**Short exercise:**
Write out, character for character, the line containing "on the water" and all lines after it up to the end of the listing.

**Provided records:**

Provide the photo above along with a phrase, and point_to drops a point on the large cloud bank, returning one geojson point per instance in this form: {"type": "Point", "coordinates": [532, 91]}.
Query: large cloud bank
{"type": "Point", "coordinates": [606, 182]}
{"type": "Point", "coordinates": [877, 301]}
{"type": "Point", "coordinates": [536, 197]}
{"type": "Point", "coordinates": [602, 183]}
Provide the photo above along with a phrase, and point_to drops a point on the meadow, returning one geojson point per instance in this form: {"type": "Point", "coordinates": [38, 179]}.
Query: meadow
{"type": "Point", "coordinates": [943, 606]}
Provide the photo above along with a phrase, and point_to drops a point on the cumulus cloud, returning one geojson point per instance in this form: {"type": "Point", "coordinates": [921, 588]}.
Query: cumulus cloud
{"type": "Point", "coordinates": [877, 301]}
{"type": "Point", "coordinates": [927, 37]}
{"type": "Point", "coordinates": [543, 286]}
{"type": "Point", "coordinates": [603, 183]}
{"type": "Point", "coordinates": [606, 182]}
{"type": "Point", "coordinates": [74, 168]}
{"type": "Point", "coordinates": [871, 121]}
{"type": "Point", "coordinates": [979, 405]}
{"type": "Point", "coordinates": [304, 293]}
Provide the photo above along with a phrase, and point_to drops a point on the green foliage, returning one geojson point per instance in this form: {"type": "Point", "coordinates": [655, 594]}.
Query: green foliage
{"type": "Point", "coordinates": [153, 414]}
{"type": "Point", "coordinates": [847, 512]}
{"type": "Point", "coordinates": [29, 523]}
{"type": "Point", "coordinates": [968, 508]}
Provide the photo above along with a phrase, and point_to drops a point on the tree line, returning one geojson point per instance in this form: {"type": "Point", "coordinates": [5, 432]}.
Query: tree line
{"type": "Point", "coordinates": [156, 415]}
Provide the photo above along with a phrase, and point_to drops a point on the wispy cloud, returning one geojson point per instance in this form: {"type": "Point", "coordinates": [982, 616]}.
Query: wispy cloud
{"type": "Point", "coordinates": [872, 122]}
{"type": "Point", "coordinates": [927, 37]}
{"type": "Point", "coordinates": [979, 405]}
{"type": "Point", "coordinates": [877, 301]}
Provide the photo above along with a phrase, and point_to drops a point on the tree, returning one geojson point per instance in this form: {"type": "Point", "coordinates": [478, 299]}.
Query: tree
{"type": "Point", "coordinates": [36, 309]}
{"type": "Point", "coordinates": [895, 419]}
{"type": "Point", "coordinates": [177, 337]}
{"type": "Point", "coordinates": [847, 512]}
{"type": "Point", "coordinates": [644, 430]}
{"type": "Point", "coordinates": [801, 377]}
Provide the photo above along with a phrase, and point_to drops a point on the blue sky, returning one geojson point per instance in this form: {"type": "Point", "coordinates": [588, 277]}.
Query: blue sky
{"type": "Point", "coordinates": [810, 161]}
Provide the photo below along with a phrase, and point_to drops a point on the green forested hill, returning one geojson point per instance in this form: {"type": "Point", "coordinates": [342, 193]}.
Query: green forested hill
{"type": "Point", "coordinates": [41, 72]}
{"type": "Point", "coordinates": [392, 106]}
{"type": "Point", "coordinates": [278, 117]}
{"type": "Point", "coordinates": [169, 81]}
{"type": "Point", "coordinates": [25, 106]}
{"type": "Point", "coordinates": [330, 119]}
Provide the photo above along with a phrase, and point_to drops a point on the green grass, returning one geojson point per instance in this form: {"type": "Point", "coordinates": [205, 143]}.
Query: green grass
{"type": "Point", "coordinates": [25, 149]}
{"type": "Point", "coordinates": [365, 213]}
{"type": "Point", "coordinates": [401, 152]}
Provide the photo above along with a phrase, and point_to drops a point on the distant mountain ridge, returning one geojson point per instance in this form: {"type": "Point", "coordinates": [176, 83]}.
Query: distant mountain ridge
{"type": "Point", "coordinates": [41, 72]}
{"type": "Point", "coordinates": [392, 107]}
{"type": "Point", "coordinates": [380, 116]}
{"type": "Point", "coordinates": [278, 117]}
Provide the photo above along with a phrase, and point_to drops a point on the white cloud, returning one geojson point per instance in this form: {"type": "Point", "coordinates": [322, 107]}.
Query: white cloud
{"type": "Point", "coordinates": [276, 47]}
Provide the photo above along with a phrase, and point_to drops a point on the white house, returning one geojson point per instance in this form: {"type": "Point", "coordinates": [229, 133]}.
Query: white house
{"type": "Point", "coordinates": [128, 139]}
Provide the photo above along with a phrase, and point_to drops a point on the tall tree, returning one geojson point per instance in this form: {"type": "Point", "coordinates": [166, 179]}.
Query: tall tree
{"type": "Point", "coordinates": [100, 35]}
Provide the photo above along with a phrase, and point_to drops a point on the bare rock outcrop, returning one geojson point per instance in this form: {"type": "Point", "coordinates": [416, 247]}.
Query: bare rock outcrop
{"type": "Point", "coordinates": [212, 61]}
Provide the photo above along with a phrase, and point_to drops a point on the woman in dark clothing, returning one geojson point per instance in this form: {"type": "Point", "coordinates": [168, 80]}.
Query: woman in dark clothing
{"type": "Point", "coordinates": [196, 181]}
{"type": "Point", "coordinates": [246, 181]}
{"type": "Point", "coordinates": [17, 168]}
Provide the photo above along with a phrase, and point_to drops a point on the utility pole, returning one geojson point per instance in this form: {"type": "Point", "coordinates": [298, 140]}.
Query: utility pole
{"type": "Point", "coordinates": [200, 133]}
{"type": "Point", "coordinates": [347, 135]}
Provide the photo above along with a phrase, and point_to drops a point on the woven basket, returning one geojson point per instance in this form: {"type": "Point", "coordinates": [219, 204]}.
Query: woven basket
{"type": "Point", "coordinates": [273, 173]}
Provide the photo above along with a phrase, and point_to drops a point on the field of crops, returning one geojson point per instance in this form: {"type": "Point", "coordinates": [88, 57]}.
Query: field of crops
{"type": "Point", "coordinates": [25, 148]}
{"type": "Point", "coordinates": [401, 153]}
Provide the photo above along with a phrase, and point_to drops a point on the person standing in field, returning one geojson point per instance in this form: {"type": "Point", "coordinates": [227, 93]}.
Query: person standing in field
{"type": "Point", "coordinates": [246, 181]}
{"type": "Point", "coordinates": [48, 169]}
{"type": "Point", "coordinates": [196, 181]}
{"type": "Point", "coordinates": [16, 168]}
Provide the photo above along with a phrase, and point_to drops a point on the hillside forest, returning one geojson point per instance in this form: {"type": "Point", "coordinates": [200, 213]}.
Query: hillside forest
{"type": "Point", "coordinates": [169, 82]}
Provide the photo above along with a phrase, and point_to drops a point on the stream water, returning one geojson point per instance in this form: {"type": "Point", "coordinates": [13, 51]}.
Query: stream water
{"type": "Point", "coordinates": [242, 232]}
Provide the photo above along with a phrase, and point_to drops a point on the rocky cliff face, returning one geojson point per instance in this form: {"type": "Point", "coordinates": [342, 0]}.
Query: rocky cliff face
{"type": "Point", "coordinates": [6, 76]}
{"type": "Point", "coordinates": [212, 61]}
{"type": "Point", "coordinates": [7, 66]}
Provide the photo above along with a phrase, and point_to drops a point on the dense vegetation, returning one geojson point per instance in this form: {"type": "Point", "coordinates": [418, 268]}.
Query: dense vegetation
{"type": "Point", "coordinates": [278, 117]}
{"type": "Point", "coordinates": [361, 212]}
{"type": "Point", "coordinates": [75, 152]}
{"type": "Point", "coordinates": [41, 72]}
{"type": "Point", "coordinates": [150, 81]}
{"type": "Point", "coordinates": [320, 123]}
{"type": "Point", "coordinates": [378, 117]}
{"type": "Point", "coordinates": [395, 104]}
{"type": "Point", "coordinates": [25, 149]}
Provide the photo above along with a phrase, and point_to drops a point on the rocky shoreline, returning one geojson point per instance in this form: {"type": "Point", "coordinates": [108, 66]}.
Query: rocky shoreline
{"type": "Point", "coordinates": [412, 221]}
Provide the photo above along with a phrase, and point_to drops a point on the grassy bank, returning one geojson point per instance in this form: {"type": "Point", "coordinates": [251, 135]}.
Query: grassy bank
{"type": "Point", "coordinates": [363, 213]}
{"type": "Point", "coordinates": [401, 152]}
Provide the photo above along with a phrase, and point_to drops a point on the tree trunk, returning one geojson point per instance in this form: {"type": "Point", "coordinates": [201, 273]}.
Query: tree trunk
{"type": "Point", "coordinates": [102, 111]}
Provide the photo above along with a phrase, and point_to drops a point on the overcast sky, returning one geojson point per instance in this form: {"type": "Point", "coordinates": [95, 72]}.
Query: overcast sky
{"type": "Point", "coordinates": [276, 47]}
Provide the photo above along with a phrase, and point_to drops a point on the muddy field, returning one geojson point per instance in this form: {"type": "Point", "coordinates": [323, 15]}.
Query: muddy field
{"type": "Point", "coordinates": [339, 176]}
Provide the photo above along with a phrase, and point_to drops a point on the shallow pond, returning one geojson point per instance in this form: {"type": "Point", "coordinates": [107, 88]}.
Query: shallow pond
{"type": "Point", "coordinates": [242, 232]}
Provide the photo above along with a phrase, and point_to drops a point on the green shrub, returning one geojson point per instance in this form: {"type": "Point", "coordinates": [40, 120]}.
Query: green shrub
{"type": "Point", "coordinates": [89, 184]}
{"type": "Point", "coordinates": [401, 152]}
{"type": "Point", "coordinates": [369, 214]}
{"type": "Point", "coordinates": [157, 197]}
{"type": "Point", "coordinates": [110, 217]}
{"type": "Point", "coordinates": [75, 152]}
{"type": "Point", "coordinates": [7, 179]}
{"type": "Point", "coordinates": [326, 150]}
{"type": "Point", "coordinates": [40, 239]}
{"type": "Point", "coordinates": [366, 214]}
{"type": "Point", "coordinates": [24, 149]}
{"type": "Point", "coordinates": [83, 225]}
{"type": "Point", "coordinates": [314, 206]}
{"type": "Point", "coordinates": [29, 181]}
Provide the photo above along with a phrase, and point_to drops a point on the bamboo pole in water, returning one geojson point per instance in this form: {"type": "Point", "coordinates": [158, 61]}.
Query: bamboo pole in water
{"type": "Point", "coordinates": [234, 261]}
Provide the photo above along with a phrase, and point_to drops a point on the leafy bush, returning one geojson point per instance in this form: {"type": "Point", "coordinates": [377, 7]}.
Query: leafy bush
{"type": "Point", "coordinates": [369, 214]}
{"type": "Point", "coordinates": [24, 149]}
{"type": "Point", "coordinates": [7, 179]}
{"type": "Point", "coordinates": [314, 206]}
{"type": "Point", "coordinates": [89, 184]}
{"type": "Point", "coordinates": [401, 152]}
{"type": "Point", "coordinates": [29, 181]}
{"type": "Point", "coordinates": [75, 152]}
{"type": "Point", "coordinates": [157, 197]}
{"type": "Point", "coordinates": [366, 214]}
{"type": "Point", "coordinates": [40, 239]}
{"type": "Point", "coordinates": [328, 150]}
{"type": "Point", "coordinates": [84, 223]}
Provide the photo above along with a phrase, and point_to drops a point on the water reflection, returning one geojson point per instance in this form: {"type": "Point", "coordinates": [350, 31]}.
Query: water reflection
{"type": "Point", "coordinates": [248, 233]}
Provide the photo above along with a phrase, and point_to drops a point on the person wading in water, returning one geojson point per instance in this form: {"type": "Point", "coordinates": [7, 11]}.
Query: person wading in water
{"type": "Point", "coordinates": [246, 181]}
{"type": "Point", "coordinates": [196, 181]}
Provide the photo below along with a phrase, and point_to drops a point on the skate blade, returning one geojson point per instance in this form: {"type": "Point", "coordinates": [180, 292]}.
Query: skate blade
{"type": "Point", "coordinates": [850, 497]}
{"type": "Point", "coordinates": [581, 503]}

**Completed exercise:**
Provide the photo above along with a phrase, and point_to drops a point on the water reflection, returning one geojson point per instance in this form: {"type": "Point", "coordinates": [350, 31]}.
Query: water reflection
{"type": "Point", "coordinates": [248, 233]}
Provide the photo above along with a phrase, and point_to drops a point on the person wading in water, returning one geojson point per instance in this form: {"type": "Point", "coordinates": [7, 11]}.
Query: person wading in water
{"type": "Point", "coordinates": [246, 181]}
{"type": "Point", "coordinates": [196, 181]}
Provide the photo below along with a phrase, and point_to drops a point on the skate blade, returning one geojson point per instance in this form: {"type": "Point", "coordinates": [180, 292]}.
Query: skate blade
{"type": "Point", "coordinates": [850, 497]}
{"type": "Point", "coordinates": [581, 503]}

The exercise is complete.